═════ SOURCE MATERIAL
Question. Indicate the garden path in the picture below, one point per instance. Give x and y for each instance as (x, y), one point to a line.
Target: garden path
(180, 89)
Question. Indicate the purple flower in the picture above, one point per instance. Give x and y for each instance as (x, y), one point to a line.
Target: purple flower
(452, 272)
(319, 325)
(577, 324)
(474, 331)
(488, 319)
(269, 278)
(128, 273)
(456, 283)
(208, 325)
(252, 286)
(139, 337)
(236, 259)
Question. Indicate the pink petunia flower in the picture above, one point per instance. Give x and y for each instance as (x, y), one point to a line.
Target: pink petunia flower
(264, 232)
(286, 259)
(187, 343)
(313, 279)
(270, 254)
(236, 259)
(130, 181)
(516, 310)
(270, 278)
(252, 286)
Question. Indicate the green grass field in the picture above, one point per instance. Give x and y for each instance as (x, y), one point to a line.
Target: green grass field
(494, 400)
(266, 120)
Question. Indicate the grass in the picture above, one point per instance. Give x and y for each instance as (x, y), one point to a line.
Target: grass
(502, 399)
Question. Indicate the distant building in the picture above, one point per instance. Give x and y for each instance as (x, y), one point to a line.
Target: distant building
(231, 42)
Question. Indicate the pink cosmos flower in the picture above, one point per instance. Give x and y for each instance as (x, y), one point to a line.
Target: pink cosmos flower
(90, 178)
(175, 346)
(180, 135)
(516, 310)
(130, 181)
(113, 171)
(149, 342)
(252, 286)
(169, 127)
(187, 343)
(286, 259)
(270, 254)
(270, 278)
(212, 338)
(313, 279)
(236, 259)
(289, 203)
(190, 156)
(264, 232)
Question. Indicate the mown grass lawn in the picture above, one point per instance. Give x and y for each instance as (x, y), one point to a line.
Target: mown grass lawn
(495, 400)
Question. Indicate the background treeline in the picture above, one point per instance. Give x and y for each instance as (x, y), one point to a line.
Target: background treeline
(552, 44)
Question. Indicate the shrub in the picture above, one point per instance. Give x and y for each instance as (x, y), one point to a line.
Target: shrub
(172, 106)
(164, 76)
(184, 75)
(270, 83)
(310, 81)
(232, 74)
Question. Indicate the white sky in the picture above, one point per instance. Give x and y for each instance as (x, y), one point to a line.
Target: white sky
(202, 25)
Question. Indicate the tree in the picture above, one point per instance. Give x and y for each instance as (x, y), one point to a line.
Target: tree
══════════
Reproduce all of the entries word for word.

SOLUTION FOR THIS TASK →
Question. Indicate the garden path in the picture below, one point per instance. Give x and y for each instance as (x, y), one point to a line.
Target: garden path
(180, 89)
Question. Indicate the purple flower in the picture above, one point per instance. Give x and y for each instance as (x, y), one point to a line.
Target: purple flower
(452, 272)
(319, 325)
(577, 324)
(474, 331)
(488, 319)
(269, 278)
(128, 273)
(456, 283)
(208, 325)
(252, 286)
(139, 337)
(236, 259)
Question. Indicate the pink petunia flower in the picture above, one point per instance. Give x and y for each instance as (x, y), one point to a line.
Target: pink petunia flower
(264, 232)
(286, 259)
(187, 343)
(313, 279)
(270, 254)
(236, 259)
(130, 181)
(516, 310)
(270, 278)
(252, 286)
Question. Indicate the green grass field in the picture above, one point per instance. Give x and y for each instance as (x, y), one point to a line.
Target: green grass field
(494, 400)
(266, 120)
Question. Indicate the grass in the picture above, one point per instance. Give x and y for each instance as (x, y), one point to a line.
Target: grass
(502, 399)
Question. Indicate the distant building in the picture above, one point per instance. Give x and y for each instance as (x, y), one point to a line.
Target: distant building
(231, 42)
Question. Indicate the pink cosmos flower in the picture above, one point per instance. Give x and y for each instance as (x, y), one point to a line.
Target: pink cosmos flower
(90, 178)
(175, 346)
(180, 135)
(516, 310)
(130, 181)
(113, 171)
(149, 342)
(252, 286)
(169, 127)
(187, 343)
(286, 259)
(270, 254)
(270, 278)
(212, 338)
(313, 279)
(236, 259)
(289, 203)
(190, 156)
(264, 232)
Question. Indicate the mown grass lawn in the picture above, one point per instance. Give x and y for each instance as (x, y), one point to a line.
Target: mown grass lawn
(495, 400)
Question. Indicate the background treeline in the picture above, one point per instance. Give x and y for each instance as (x, y), one point to a line.
Target: background treeline
(552, 44)
Question. Indicate the shrub in the picture above, one point per instance. Give x and y for each instance as (x, y), one point to a line.
Target: shrub
(172, 106)
(164, 76)
(184, 75)
(270, 83)
(310, 81)
(232, 74)
Question. Indicate the white sky in the picture above, one point per instance. Give x and y for each instance as (x, y), one point to a line.
Target: white sky
(202, 25)
Question. Indicate the tree in the picture above, one point per instance. Give x and y for each instance as (x, y), one point to a line.
Target: tree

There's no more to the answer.